-- start of Material for this exercise --

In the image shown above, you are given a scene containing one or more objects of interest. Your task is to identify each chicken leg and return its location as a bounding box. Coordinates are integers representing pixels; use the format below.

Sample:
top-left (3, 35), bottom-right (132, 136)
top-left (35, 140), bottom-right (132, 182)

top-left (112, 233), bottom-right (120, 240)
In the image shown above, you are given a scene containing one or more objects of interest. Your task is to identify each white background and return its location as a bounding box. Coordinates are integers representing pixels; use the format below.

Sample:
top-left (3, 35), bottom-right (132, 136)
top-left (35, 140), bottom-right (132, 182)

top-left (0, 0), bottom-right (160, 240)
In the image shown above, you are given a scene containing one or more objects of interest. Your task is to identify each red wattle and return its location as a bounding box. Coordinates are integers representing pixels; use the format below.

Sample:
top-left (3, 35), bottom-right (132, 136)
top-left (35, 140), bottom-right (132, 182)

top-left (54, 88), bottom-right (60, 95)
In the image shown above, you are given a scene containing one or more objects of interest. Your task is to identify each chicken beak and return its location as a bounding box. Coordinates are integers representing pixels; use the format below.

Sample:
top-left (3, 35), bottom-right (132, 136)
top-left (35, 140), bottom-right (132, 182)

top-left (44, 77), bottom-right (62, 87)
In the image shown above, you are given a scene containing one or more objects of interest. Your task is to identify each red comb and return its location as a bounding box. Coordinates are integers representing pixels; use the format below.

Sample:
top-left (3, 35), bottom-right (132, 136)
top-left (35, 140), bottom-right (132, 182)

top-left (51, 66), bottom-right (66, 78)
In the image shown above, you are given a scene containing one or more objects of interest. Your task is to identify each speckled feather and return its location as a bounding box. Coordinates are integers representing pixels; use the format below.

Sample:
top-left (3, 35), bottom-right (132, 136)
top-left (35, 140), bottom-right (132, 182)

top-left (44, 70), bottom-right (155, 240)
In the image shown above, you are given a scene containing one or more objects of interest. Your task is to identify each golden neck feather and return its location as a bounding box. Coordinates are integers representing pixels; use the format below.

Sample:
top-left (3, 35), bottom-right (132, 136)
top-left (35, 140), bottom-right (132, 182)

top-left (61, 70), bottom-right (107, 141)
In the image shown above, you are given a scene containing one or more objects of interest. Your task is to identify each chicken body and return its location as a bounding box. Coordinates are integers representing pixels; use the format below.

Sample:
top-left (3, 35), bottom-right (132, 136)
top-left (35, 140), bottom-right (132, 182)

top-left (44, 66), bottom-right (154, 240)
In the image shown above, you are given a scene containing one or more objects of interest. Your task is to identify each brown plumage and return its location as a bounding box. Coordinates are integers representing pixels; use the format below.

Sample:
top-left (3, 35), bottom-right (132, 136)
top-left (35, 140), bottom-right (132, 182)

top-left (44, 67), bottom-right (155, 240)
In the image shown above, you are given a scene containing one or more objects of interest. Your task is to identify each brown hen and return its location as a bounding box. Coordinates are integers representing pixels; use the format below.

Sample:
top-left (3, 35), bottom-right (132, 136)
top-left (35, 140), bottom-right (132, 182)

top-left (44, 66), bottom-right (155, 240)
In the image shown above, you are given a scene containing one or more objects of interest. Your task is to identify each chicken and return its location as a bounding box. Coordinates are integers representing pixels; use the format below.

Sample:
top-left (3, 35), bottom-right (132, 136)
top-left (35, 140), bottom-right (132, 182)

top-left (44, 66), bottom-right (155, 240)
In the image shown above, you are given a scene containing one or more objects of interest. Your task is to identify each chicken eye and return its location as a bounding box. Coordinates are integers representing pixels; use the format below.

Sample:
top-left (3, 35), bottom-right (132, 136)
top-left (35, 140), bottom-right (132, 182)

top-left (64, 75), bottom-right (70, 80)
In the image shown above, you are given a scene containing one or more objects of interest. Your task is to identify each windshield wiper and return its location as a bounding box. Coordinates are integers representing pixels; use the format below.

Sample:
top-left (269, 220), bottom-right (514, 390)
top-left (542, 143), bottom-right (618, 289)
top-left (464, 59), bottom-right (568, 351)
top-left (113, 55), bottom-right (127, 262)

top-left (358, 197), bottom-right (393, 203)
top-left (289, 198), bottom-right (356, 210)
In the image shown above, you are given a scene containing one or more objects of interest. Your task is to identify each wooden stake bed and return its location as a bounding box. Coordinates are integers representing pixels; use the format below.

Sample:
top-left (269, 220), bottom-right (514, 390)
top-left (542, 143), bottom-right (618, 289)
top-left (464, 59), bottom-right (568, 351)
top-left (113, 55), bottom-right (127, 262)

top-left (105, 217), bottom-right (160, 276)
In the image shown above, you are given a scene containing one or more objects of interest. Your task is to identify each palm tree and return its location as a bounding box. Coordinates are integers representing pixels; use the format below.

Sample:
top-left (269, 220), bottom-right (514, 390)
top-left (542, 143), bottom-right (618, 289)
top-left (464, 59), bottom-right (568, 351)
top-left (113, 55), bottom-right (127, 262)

-- end of Material for this exercise --

Objective ▸
Rewrite the data above as a numbered list, skipping every blank line.

Output ▸
1. In the image shown above, you are given a scene containing one or more objects of interest. Your task is to identify each chicken leg and return its location as a bounding box. Coordinates are integers representing pixels; use the format below.
2. Sample:
3. top-left (3, 35), bottom-right (132, 136)
4. top-left (35, 140), bottom-right (132, 182)
5. top-left (112, 233), bottom-right (120, 240)
6. In the image shown above, you are given a scene containing one or more objects of interest. Your task is to identify each white background and return its location as a bounding box. Coordinates are integers representing pixels; use the format below.
7. Sample:
8. top-left (3, 35), bottom-right (132, 136)
9. top-left (35, 140), bottom-right (132, 182)
10. top-left (0, 0), bottom-right (160, 240)
11. In the image shown above, you are given a scene containing one or more objects of interest. Your task is to identify each red wattle and return its location as a bounding box. Coordinates are integers representing pixels; use the format below.
12. Sample:
13. top-left (3, 35), bottom-right (132, 136)
14. top-left (35, 140), bottom-right (132, 182)
15. top-left (54, 88), bottom-right (60, 95)
16. In the image shown above, you are given a scene containing one or more objects of interest. Your task is to identify each chicken beak and return its location as a bounding box. Coordinates are integers representing pixels; use the format below.
17. Sample:
18. top-left (3, 35), bottom-right (132, 136)
19. top-left (35, 140), bottom-right (132, 182)
20. top-left (44, 77), bottom-right (62, 87)
21. In the image shown above, you are given a scene containing one or more objects of interest. Your task is to identify each red comb and return its location as a bounding box. Coordinates are integers representing pixels; use the format below.
22. Sample:
23. top-left (3, 35), bottom-right (132, 136)
24. top-left (35, 140), bottom-right (132, 182)
25. top-left (51, 66), bottom-right (66, 78)
26. In the image shown above, you are given a scene containing one or more objects of interest. Your task is to identify each speckled feather and return its location as a bounding box. Coordinates are integers representing pixels; use the format below.
27. Sample:
28. top-left (3, 35), bottom-right (132, 136)
29. top-left (35, 140), bottom-right (132, 182)
30. top-left (44, 70), bottom-right (155, 240)
31. In the image shown above, you are given a scene containing one or more objects of interest. Your task is to identify each golden neck feather and return its location as a bounding box. Coordinates are integers representing pixels; use the format below.
32. Sample:
33. top-left (3, 35), bottom-right (132, 136)
34. top-left (35, 140), bottom-right (132, 182)
35. top-left (61, 70), bottom-right (107, 141)
36. In the image shown above, you are given a scene containing one or more objects of interest. Your task is to identify each chicken body and return its location as a bounding box. Coordinates are integers representing pixels; use the format below.
37. Sample:
38. top-left (3, 35), bottom-right (132, 136)
39. top-left (35, 140), bottom-right (132, 182)
40. top-left (44, 66), bottom-right (154, 240)
41. In the image shown above, you are given a scene containing one or more objects of interest. Your task is to identify each brown plumage and return its location as a bounding box. Coordinates are integers representing pixels; use the format below.
42. Sample:
43. top-left (3, 35), bottom-right (132, 136)
44. top-left (35, 140), bottom-right (132, 182)
45. top-left (44, 67), bottom-right (155, 240)
46. In the image shown above, you are given a scene containing one or more objects of interest. Your task is to identify each brown hen and return its location as a bounding box. Coordinates are integers representing pixels; use the format below.
47. Sample:
48. top-left (3, 35), bottom-right (132, 136)
49. top-left (35, 140), bottom-right (132, 182)
50. top-left (44, 66), bottom-right (155, 240)
51. In the image shown above, you are given a scene containing one or more objects of interest. Your task is to identify each chicken and return its location as a bounding box. Coordinates are integers representing pixels; use the format below.
52. Sample:
53. top-left (3, 35), bottom-right (132, 136)
54. top-left (35, 140), bottom-right (132, 182)
55. top-left (44, 66), bottom-right (155, 240)
56. In the image shown above, you are given a scene containing one or more objects of interest. Your task is to identify each chicken eye and return its location as a bounding box. Coordinates are integers representing pixels; use the format below.
57. Sample:
58. top-left (3, 35), bottom-right (132, 136)
59. top-left (35, 140), bottom-right (132, 182)
60. top-left (64, 75), bottom-right (70, 80)
61. In the image shown above, you are given a scene containing one or more objects of interest. Your task is to identify each windshield wiper and return its location as a bounding box. Coordinates are integers representing pixels; use the format below.
62. Sample:
63. top-left (269, 220), bottom-right (514, 390)
64. top-left (542, 143), bottom-right (618, 289)
65. top-left (464, 59), bottom-right (568, 351)
66. top-left (113, 55), bottom-right (127, 262)
67. top-left (358, 197), bottom-right (393, 203)
68. top-left (289, 198), bottom-right (356, 210)
69. In the image shown above, you are given a scene containing one or more objects of interest. Your task is to identify each wooden stake bed and return its location as a bounding box. Coordinates are integers representing pixels; use the format below.
70. Sample:
71. top-left (269, 220), bottom-right (514, 390)
72. top-left (542, 143), bottom-right (618, 289)
73. top-left (464, 59), bottom-right (568, 351)
74. top-left (113, 55), bottom-right (127, 262)
75. top-left (105, 217), bottom-right (160, 276)
76. In the image shown above, you are given a scene containing one or more objects of interest. Your task is to identify each palm tree and return its location as a bounding box. Coordinates are integers representing pixels; use the format below.
77. Sample:
78. top-left (269, 220), bottom-right (514, 390)
79. top-left (542, 143), bottom-right (618, 289)
80. top-left (464, 59), bottom-right (568, 351)
81. top-left (113, 55), bottom-right (127, 262)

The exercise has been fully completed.